*DOCUMENT*:
* start *

Advanced Methods in Natural Language Processing – Spring 2018

When: Tue, 13-16
Where: Orenstein 103
Instructor: Jonathan Berant
Graders: Ben Bogin (benb969), Mor Geva (mega.mor), Omri Koshorek (ko.omri), all at gmail.
Office hours: Coordinate by e-mail
Forum: Moodle


Natural Language Processing (NLP) aims to develop methods for processing, analyzing and understanding natural language. The goal of this class is to provide a thorough overview of modern methods in the field of Natural Language Processing. The class will not assume prior knowledge in NLP, and will mostly focus on methods from structured prediction and deep learning.


Machine learning is a prerequisite for this class. If you want to attend and did not take any machine learning class or something equivalent (MOOCs do not count), you should talk to the instructor. Some assignments will include writing code in Python, while in others you are free to choose any programming language.

* end *

(Coordinate annotation records)

* start *

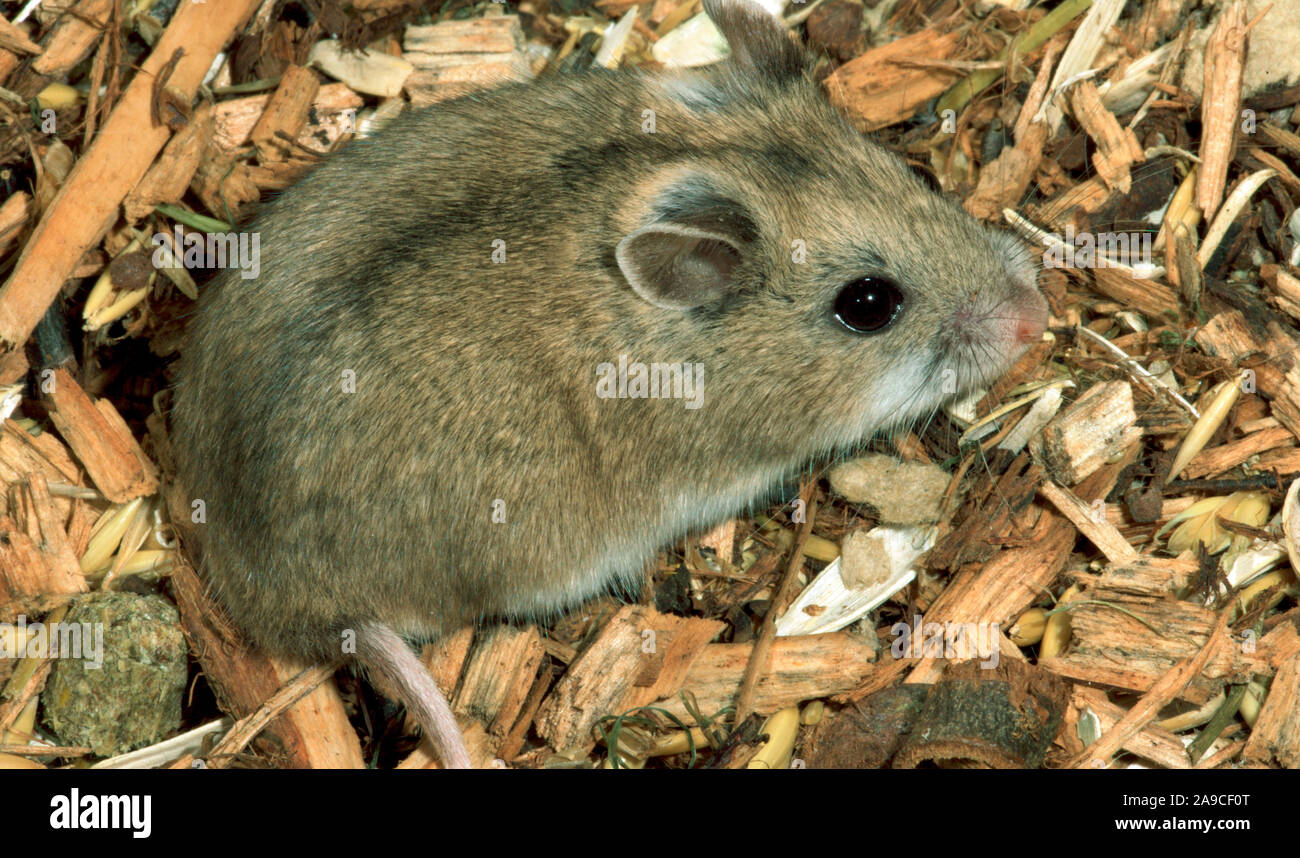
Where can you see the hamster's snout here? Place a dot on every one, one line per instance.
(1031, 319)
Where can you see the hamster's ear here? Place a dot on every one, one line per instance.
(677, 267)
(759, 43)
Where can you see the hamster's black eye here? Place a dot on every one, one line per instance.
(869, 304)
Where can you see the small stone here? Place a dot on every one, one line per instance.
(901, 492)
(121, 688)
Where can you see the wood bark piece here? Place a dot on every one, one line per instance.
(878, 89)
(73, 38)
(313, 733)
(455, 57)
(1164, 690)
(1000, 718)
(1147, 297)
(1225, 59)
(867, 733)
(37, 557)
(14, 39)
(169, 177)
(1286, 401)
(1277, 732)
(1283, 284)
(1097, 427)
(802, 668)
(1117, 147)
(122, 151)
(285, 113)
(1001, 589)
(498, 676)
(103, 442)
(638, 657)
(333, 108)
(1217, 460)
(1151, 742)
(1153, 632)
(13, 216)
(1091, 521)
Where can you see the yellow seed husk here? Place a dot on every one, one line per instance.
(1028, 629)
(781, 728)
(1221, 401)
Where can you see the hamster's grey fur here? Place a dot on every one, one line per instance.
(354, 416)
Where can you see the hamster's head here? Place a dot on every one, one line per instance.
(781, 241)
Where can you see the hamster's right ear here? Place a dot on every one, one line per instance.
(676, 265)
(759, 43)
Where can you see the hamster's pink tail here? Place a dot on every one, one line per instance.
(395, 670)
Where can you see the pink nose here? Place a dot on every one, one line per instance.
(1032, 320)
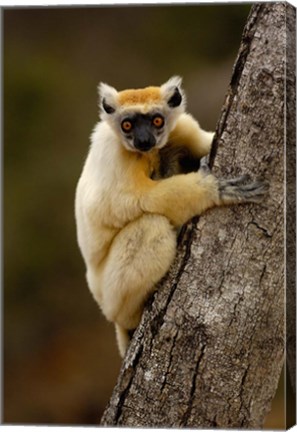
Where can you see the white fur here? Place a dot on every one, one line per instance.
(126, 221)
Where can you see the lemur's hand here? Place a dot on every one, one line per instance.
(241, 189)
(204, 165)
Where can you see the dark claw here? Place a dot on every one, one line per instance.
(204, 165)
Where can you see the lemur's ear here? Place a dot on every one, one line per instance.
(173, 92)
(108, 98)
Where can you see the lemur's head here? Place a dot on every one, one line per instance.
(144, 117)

* end *

*REQUIREMENTS*:
1. According to the course page, which subject is a prerequisite for the class?
2. From the course page, return the part that opens with the words containing "When: Tue, 13-16" and closes with "all at gmail.".

*CORRECT ANSWERS*:
1. Machine learning.

2.
When: Tue, 13-16
Where: Orenstein 103
Instructor: Jonathan Berant
Graders: Ben Bogin (benb969), Mor Geva (mega.mor), Omri Koshorek (ko.omri), all at gmail.